═══ Raw records

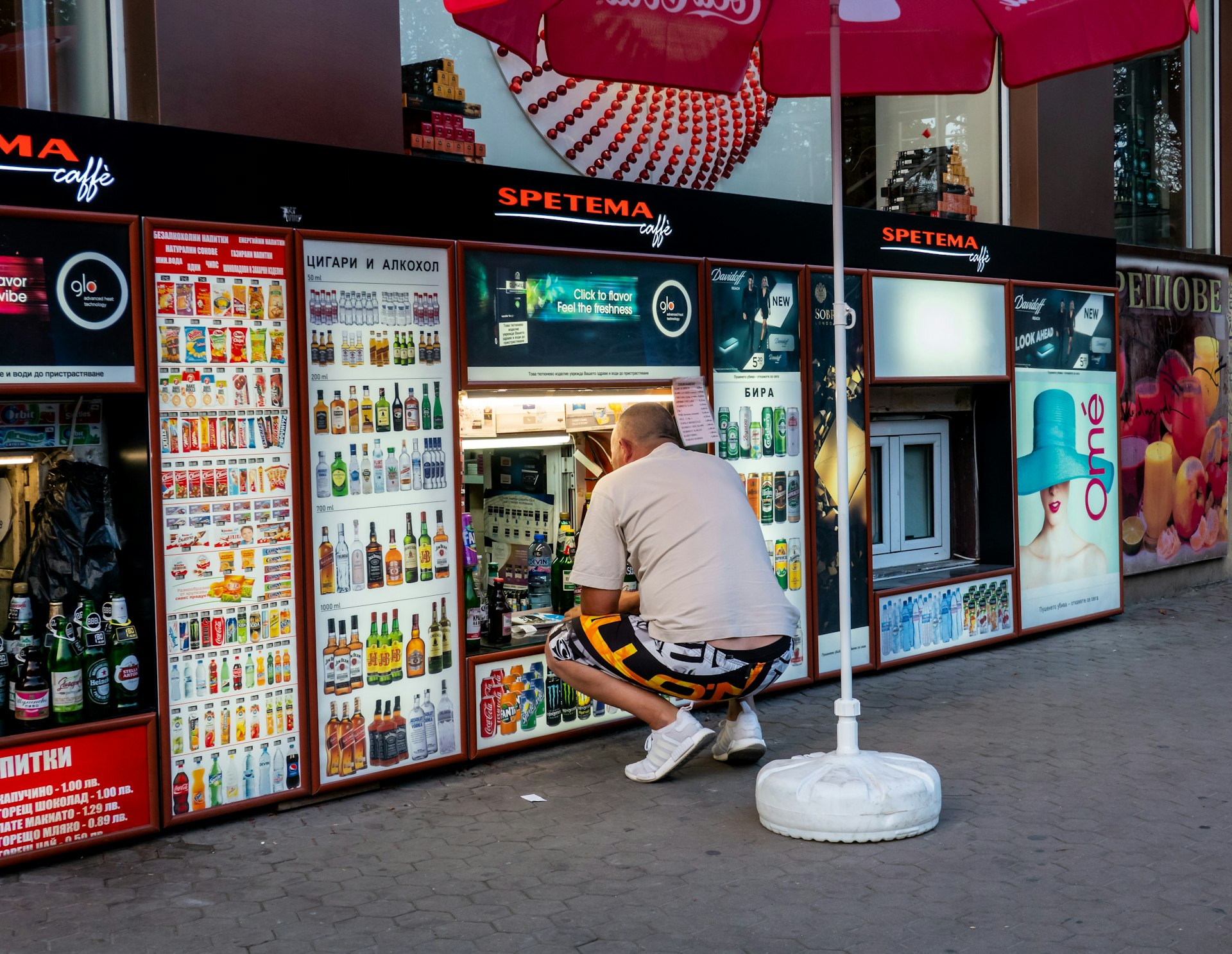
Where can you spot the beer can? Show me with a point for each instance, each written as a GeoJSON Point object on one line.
{"type": "Point", "coordinates": [792, 497]}
{"type": "Point", "coordinates": [488, 716]}
{"type": "Point", "coordinates": [792, 431]}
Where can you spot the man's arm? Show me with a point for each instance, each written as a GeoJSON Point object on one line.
{"type": "Point", "coordinates": [604, 602]}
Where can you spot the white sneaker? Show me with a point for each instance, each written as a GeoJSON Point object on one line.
{"type": "Point", "coordinates": [671, 747]}
{"type": "Point", "coordinates": [739, 742]}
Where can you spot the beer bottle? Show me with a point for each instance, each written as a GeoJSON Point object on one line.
{"type": "Point", "coordinates": [94, 663]}
{"type": "Point", "coordinates": [123, 659]}
{"type": "Point", "coordinates": [68, 699]}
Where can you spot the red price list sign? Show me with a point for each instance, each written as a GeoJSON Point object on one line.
{"type": "Point", "coordinates": [58, 793]}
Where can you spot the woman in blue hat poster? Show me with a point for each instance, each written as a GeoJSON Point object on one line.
{"type": "Point", "coordinates": [1059, 553]}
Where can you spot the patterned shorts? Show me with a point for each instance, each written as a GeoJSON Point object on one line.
{"type": "Point", "coordinates": [621, 646]}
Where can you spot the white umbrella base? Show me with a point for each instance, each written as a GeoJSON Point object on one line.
{"type": "Point", "coordinates": [862, 797]}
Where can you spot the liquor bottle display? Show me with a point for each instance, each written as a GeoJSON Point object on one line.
{"type": "Point", "coordinates": [384, 632]}
{"type": "Point", "coordinates": [230, 555]}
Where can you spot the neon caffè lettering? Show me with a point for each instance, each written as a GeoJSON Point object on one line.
{"type": "Point", "coordinates": [570, 202]}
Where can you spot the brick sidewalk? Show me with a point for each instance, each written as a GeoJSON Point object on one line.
{"type": "Point", "coordinates": [1086, 777]}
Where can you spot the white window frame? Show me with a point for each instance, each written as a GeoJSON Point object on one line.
{"type": "Point", "coordinates": [893, 437]}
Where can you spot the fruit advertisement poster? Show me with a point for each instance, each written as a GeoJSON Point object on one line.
{"type": "Point", "coordinates": [1173, 412]}
{"type": "Point", "coordinates": [1067, 469]}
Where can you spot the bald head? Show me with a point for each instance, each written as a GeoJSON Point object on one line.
{"type": "Point", "coordinates": [642, 428]}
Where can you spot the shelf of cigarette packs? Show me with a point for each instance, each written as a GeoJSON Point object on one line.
{"type": "Point", "coordinates": [232, 656]}
{"type": "Point", "coordinates": [519, 700]}
{"type": "Point", "coordinates": [763, 443]}
{"type": "Point", "coordinates": [385, 497]}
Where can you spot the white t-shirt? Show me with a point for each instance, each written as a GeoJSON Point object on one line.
{"type": "Point", "coordinates": [683, 522]}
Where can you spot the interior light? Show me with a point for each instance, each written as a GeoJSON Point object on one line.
{"type": "Point", "coordinates": [547, 440]}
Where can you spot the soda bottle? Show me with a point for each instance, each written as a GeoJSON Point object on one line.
{"type": "Point", "coordinates": [180, 789]}
{"type": "Point", "coordinates": [68, 697]}
{"type": "Point", "coordinates": [123, 655]}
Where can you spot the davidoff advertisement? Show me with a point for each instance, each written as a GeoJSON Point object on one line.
{"type": "Point", "coordinates": [1173, 412]}
{"type": "Point", "coordinates": [1067, 465]}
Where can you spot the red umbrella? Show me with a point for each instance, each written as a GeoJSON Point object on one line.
{"type": "Point", "coordinates": [891, 47]}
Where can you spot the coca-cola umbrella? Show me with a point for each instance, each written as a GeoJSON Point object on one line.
{"type": "Point", "coordinates": [890, 47]}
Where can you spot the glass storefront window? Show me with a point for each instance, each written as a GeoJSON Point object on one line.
{"type": "Point", "coordinates": [1163, 163]}
{"type": "Point", "coordinates": [56, 55]}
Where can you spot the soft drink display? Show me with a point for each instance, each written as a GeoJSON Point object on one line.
{"type": "Point", "coordinates": [522, 699]}
{"type": "Point", "coordinates": [912, 624]}
{"type": "Point", "coordinates": [381, 439]}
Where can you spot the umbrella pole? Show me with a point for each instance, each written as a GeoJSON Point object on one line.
{"type": "Point", "coordinates": [846, 707]}
{"type": "Point", "coordinates": [846, 795]}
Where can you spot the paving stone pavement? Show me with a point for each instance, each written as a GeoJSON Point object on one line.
{"type": "Point", "coordinates": [1086, 778]}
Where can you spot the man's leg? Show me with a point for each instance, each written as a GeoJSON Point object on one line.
{"type": "Point", "coordinates": [651, 707]}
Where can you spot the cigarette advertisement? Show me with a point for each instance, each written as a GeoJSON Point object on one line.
{"type": "Point", "coordinates": [65, 302]}
{"type": "Point", "coordinates": [1173, 413]}
{"type": "Point", "coordinates": [534, 316]}
{"type": "Point", "coordinates": [759, 415]}
{"type": "Point", "coordinates": [1067, 469]}
{"type": "Point", "coordinates": [380, 364]}
{"type": "Point", "coordinates": [825, 471]}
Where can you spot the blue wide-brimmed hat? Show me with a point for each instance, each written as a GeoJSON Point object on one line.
{"type": "Point", "coordinates": [1055, 459]}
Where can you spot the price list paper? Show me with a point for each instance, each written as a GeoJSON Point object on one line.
{"type": "Point", "coordinates": [385, 507]}
{"type": "Point", "coordinates": [228, 487]}
{"type": "Point", "coordinates": [73, 789]}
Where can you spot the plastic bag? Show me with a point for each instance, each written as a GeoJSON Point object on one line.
{"type": "Point", "coordinates": [76, 546]}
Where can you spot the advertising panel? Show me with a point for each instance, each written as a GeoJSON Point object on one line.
{"type": "Point", "coordinates": [228, 485]}
{"type": "Point", "coordinates": [380, 368]}
{"type": "Point", "coordinates": [825, 474]}
{"type": "Point", "coordinates": [759, 401]}
{"type": "Point", "coordinates": [1067, 469]}
{"type": "Point", "coordinates": [945, 616]}
{"type": "Point", "coordinates": [74, 789]}
{"type": "Point", "coordinates": [1174, 413]}
{"type": "Point", "coordinates": [535, 316]}
{"type": "Point", "coordinates": [519, 699]}
{"type": "Point", "coordinates": [67, 313]}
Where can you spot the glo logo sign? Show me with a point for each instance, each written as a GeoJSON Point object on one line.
{"type": "Point", "coordinates": [92, 291]}
{"type": "Point", "coordinates": [672, 308]}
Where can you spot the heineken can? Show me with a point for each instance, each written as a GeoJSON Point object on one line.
{"type": "Point", "coordinates": [780, 497]}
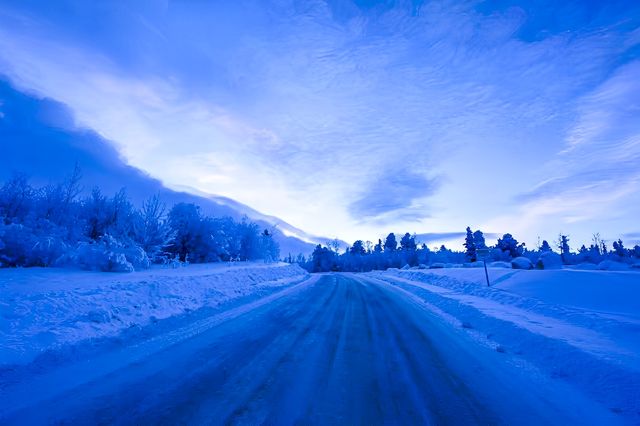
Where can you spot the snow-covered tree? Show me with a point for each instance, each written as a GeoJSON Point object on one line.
{"type": "Point", "coordinates": [390, 243]}
{"type": "Point", "coordinates": [470, 246]}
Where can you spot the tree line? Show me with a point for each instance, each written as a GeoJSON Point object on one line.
{"type": "Point", "coordinates": [366, 256]}
{"type": "Point", "coordinates": [56, 225]}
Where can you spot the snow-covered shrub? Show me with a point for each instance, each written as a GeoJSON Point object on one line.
{"type": "Point", "coordinates": [585, 266]}
{"type": "Point", "coordinates": [107, 254]}
{"type": "Point", "coordinates": [549, 260]}
{"type": "Point", "coordinates": [25, 246]}
{"type": "Point", "coordinates": [521, 263]}
{"type": "Point", "coordinates": [610, 265]}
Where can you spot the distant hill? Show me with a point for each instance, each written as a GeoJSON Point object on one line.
{"type": "Point", "coordinates": [39, 137]}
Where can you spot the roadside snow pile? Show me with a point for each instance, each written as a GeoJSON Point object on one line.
{"type": "Point", "coordinates": [549, 260]}
{"type": "Point", "coordinates": [43, 309]}
{"type": "Point", "coordinates": [575, 325]}
{"type": "Point", "coordinates": [521, 263]}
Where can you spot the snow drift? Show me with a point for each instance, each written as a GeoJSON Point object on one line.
{"type": "Point", "coordinates": [44, 309]}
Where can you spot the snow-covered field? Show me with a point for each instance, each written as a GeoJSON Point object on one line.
{"type": "Point", "coordinates": [580, 326]}
{"type": "Point", "coordinates": [49, 310]}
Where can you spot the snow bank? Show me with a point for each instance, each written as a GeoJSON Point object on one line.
{"type": "Point", "coordinates": [577, 326]}
{"type": "Point", "coordinates": [43, 309]}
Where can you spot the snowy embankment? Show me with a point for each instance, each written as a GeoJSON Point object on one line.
{"type": "Point", "coordinates": [582, 327]}
{"type": "Point", "coordinates": [49, 310]}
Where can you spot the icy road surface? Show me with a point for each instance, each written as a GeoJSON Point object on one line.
{"type": "Point", "coordinates": [335, 349]}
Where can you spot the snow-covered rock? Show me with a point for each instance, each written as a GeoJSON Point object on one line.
{"type": "Point", "coordinates": [549, 260]}
{"type": "Point", "coordinates": [521, 263]}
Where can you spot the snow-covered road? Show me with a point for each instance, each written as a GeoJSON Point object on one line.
{"type": "Point", "coordinates": [335, 349]}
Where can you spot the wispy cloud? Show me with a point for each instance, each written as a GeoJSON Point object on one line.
{"type": "Point", "coordinates": [312, 110]}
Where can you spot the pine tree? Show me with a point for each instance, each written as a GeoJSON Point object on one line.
{"type": "Point", "coordinates": [390, 243]}
{"type": "Point", "coordinates": [470, 246]}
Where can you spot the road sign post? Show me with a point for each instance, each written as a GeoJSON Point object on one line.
{"type": "Point", "coordinates": [483, 254]}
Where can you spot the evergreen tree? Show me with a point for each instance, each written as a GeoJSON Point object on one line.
{"type": "Point", "coordinates": [478, 240]}
{"type": "Point", "coordinates": [470, 246]}
{"type": "Point", "coordinates": [390, 243]}
{"type": "Point", "coordinates": [563, 246]}
{"type": "Point", "coordinates": [619, 249]}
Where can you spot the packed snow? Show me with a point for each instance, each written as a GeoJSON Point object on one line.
{"type": "Point", "coordinates": [577, 325]}
{"type": "Point", "coordinates": [48, 309]}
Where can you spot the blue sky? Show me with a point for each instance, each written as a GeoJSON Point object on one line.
{"type": "Point", "coordinates": [356, 118]}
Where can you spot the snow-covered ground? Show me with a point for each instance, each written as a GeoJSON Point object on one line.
{"type": "Point", "coordinates": [580, 326]}
{"type": "Point", "coordinates": [48, 310]}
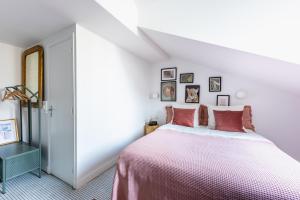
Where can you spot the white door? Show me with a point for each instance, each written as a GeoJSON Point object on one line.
{"type": "Point", "coordinates": [60, 104]}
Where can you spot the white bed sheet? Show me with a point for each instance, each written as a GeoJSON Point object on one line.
{"type": "Point", "coordinates": [203, 130]}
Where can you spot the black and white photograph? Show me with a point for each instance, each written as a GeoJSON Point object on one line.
{"type": "Point", "coordinates": [215, 84]}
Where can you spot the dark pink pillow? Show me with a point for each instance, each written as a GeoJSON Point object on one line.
{"type": "Point", "coordinates": [229, 121]}
{"type": "Point", "coordinates": [184, 117]}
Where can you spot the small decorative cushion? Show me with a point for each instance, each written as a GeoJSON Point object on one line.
{"type": "Point", "coordinates": [169, 114]}
{"type": "Point", "coordinates": [184, 117]}
{"type": "Point", "coordinates": [229, 121]}
{"type": "Point", "coordinates": [203, 115]}
{"type": "Point", "coordinates": [211, 116]}
{"type": "Point", "coordinates": [247, 118]}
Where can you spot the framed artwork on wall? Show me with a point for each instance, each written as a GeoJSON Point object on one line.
{"type": "Point", "coordinates": [215, 84]}
{"type": "Point", "coordinates": [168, 91]}
{"type": "Point", "coordinates": [192, 93]}
{"type": "Point", "coordinates": [223, 100]}
{"type": "Point", "coordinates": [8, 131]}
{"type": "Point", "coordinates": [187, 78]}
{"type": "Point", "coordinates": [169, 74]}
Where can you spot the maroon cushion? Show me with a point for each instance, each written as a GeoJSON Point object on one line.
{"type": "Point", "coordinates": [184, 117]}
{"type": "Point", "coordinates": [229, 121]}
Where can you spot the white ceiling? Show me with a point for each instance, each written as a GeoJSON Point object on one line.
{"type": "Point", "coordinates": [278, 73]}
{"type": "Point", "coordinates": [24, 23]}
{"type": "Point", "coordinates": [265, 27]}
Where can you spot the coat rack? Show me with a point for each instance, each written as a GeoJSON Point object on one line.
{"type": "Point", "coordinates": [19, 158]}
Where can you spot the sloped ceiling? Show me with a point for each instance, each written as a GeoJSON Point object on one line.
{"type": "Point", "coordinates": [24, 23]}
{"type": "Point", "coordinates": [263, 27]}
{"type": "Point", "coordinates": [274, 72]}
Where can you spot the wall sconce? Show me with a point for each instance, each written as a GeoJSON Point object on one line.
{"type": "Point", "coordinates": [241, 94]}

══════

Beginning with the line that contains "Where can you spot the maroon", repeat every line through the end of the records and nothing more.

Where can you spot the maroon cushion? Show me with a point for each instance, each written as a GeoJSON Point object on one line.
{"type": "Point", "coordinates": [184, 117]}
{"type": "Point", "coordinates": [229, 121]}
Where can you spot the white ceiling? Show me with a point for each instance, each written as a GeoJSON Point object on one line.
{"type": "Point", "coordinates": [278, 73]}
{"type": "Point", "coordinates": [24, 23]}
{"type": "Point", "coordinates": [265, 27]}
Where can you spot the coat rack? Show me with a point for each instance, each written as a GeoJSON Point object on one line.
{"type": "Point", "coordinates": [19, 158]}
Where can you spot the sloped ceiling? Show me with a point for each instance, each written as a GeoJSON Point object on one line.
{"type": "Point", "coordinates": [24, 23]}
{"type": "Point", "coordinates": [263, 27]}
{"type": "Point", "coordinates": [274, 72]}
Where can you spot the wall sconce? Show me with a point for each instance, each written as a GeoJSON Point object on one line.
{"type": "Point", "coordinates": [241, 94]}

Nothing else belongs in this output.